To do:
1. Duplicate the stretch of the playgroup reminiscence from "One or the other" through "it was worth.".
2. Answer these questions about the playgroup reminiscence:
(a) How often did the playgroup meet, and for how long?
(b) What did N have to cross to get to the park?
(c) What did N go on to finish?

Document text:
May is Mental Health Month. Seems like a good idea–to have a month focusing on mental health–when it is month 15 of a relentless pandemic that requires us to do the very thing that gives life to living–connection.
Sometimes, it’s not important to change your mind or give you advice or push for you to feel better. Sometimes, it’s good for a person just to know they are not alone.
That others have made it through a hard time. A bit of hope. A story of hope. Just thought I’d share a phone call I recently received.
I had come to her mind because she was caught at a train crossing waiting for the train to pass.
N was walking to work and while she waited at the crossing, she called to thank me.
Let me explain.
N and I were in a playgroup when our children were young. 4 moms—each overwhelmed in our own ways with a toddler and a baby. We met one morning a week for a couple of years.
The idea was that the children would play together while we visited.
Nice idea—but it never worked.
One or the other of us was always up helping one child learn to share instead of steal toys. Endless poopy diaper changes, tantrum calming, toy-pulling struggles (“I had it first!”), or “boo-boo” soothing. It was chaotic—and sometimes seemed more trouble than it was worth.
Winter weather often required us to gather in a home, but when we could, we sought to meet in a park outside. Our hope was to have the fresh air and open space exhaust our little ones to get a brief respite in the afternoon while they slept. Sometimes that worked.
The park we often gathered was close to N’s house—she didn’t have a car and it was near enough for her to pull a wagon or sled with her two to the park to meet us.
The trick was this: to get to the park, N had to cross over railroad tracks.
Her depression didn’t want her to walk over the tracks—rather, the pull was to lie on them and wait for the train. The pull was strong, and we held our breath until she arrived at the park, pulling the kids behind her.
Scorecard- N:1 Train tracks: 0
Life was hard for N—the layering of post-partum depression on top of grief on top of more depression threatened to sink her.
The playgroup, as frustrating as it was at times, was a lifeline for her.
The play group was a chance for us moms to support each other—to buoy each other up during those effortful, exhausting and dreary days of parenting preschoolers. The playgroup was our effort to help keep N alive. When she felt so much pain it was hard for her to stay living—we were a support.
What she didn’t know that as we supported her, it was good for us. I didn’t quit the playground because of N—but the group meant I got out and was with other moms, discovering my struggles weren’t unusual.
N’s kids grew out of diapers, and she went on to finish her university.
Meds, therapy, prayer, friendship. Rinse and repeat.
Our children are all grown up now.
Her son was in the wedding party for my son’s wedding and vice versa. Beautiful kids—all of them.
And now, when she crosses a railway crossing, she doesn’t think about lying down on it—she thinks about calling a friend to express her gratitude. Goodness is in her spirit. Her call made my day.
Some of you might wonder if your depression will ever get better. N wondered that too.

Extracted entries:
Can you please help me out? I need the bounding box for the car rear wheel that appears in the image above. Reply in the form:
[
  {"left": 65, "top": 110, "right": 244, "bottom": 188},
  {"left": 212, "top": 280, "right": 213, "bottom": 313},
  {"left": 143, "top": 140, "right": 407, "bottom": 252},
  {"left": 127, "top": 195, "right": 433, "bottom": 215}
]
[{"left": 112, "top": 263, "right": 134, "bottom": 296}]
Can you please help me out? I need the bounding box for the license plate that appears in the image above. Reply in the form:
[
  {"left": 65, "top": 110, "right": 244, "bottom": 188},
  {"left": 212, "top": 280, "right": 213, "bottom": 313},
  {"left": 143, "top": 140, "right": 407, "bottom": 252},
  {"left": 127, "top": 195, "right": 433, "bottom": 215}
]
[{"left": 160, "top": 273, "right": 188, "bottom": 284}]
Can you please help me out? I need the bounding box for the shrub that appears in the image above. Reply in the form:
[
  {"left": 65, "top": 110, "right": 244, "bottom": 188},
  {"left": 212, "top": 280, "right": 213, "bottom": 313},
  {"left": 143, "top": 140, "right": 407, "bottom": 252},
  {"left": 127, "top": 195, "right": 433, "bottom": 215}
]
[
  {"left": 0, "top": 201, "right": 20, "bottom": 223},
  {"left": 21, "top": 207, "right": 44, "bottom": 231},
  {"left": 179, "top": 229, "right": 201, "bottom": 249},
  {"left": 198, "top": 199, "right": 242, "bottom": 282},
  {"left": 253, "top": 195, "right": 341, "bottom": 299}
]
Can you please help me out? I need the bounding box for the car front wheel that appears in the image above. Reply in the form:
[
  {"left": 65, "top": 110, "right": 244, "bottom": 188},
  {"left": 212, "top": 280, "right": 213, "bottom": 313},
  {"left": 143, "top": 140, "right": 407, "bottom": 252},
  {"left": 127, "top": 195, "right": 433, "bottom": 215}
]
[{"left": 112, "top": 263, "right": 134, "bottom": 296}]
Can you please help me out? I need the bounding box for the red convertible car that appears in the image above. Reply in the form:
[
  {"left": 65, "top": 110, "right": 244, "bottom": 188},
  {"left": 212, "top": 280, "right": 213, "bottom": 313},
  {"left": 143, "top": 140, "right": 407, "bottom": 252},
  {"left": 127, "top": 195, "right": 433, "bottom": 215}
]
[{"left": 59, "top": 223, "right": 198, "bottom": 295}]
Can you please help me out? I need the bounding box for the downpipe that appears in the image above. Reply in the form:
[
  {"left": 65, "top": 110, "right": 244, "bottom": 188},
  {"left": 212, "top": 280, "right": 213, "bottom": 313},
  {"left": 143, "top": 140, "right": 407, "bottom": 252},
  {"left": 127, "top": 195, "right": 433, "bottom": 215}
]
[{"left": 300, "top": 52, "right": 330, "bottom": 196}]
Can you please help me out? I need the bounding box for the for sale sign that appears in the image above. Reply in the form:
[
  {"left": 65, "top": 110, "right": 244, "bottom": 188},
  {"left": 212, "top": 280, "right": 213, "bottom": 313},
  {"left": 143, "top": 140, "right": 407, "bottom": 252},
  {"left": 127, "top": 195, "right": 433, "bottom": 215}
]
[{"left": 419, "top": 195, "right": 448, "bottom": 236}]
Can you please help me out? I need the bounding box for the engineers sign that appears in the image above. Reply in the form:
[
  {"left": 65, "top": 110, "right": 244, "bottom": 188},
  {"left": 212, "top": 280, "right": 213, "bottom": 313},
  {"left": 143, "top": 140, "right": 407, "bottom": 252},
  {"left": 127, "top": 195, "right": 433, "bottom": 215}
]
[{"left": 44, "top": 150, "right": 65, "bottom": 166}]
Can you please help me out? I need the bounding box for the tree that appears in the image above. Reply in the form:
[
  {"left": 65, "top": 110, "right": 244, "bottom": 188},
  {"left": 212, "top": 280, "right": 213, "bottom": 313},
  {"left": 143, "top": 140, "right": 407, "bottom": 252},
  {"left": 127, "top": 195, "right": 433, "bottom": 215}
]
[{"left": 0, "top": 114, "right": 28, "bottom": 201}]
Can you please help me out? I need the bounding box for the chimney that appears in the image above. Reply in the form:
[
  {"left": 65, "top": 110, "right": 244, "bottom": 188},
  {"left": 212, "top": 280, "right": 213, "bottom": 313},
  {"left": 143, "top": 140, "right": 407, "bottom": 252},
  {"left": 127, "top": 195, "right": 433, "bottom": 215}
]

Solutions for each task:
1.
One or the other of us was always up helping one child learn to share instead of steal toys. Endless poopy diaper changes, tantrum calming, toy-pulling struggles (“I had it first!”), or “boo-boo” soothing. It was chaotic—and sometimes seemed more trouble than it was worth.

2.
(a) One morning a week, for a couple of years.
(b) Railroad tracks.
(c) Her university.